**What you should do**
Present the listing below as a numbered list, skipping any blank lines.

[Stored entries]
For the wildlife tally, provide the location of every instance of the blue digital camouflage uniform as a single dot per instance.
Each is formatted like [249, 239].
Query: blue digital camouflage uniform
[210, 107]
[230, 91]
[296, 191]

**Final answer**
1. For the wildlife tally, provide the location of every instance of the blue digital camouflage uniform as a single dot per instance.
2. Each is formatted like [249, 239].
3. Query: blue digital camouflage uniform
4. [210, 107]
5. [230, 91]
6. [296, 191]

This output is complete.